Copy every line from the data below in which the string "stamen" can be found.

▶ Supplied information:

--- START ---

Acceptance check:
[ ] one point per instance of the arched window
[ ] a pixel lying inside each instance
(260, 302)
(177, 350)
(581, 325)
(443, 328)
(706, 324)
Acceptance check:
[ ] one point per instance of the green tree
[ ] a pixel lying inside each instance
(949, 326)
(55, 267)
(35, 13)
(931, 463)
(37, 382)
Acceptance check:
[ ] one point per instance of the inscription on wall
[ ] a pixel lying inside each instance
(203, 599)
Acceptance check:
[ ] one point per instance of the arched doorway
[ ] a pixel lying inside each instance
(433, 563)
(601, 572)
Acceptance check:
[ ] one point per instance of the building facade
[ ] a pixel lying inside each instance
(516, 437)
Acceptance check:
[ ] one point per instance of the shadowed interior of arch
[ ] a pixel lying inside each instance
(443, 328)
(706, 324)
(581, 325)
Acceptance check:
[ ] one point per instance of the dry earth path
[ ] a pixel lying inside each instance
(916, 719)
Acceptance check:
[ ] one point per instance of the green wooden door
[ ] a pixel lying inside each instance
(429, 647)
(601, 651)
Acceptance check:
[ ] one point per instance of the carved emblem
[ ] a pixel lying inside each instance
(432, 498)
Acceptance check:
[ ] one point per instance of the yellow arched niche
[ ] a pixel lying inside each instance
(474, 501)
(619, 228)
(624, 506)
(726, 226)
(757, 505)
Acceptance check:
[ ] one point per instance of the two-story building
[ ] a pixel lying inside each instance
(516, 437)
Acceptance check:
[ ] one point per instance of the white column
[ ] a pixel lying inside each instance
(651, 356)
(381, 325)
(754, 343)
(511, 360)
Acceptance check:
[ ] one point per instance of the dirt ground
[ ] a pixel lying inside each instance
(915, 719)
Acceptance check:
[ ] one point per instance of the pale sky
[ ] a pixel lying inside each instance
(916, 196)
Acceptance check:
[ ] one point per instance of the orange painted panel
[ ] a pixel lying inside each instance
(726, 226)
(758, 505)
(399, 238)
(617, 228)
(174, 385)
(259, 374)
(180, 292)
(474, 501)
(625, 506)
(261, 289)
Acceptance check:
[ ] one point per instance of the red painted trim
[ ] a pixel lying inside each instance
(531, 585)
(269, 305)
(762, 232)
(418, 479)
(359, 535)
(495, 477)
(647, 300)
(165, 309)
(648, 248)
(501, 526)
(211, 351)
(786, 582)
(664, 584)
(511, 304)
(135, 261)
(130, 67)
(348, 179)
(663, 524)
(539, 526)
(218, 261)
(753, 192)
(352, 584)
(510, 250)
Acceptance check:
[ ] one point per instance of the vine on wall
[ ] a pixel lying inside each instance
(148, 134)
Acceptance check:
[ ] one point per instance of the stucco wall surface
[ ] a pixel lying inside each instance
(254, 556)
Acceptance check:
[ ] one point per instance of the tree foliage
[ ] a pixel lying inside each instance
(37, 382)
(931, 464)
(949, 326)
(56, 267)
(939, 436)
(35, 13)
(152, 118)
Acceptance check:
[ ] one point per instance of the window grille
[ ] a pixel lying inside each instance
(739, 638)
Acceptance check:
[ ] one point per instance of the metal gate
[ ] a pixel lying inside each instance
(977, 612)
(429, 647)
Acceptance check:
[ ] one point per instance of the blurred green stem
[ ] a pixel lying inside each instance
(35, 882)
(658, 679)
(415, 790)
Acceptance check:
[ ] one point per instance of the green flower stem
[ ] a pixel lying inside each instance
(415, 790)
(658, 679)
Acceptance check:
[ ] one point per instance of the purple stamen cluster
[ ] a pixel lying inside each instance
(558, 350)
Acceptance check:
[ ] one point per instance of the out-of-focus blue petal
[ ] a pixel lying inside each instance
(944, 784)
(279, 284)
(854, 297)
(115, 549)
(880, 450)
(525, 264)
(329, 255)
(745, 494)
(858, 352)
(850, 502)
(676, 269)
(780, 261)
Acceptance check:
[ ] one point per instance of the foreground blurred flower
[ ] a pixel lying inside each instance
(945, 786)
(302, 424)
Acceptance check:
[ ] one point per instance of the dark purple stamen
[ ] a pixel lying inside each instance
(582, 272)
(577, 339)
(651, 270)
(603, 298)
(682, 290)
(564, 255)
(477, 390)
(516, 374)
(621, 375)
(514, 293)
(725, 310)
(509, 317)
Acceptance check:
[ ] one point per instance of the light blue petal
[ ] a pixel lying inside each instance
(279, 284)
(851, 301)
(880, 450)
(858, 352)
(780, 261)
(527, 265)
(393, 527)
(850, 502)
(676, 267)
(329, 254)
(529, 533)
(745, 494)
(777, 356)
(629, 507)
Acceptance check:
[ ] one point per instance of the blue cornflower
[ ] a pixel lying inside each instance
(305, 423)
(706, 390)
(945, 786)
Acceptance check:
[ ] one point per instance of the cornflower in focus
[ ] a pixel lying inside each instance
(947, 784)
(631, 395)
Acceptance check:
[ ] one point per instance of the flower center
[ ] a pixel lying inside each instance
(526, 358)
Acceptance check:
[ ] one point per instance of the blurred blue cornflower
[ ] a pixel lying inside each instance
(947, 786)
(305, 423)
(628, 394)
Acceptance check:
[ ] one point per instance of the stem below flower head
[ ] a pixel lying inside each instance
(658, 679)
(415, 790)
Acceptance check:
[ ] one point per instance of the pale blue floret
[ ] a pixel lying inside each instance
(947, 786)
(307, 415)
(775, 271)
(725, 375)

--- END ---

▶ Solution to the exercise:
[ ] one point per instance of the purple stamen cluster
[ ] one point per instance of the dark purple stamen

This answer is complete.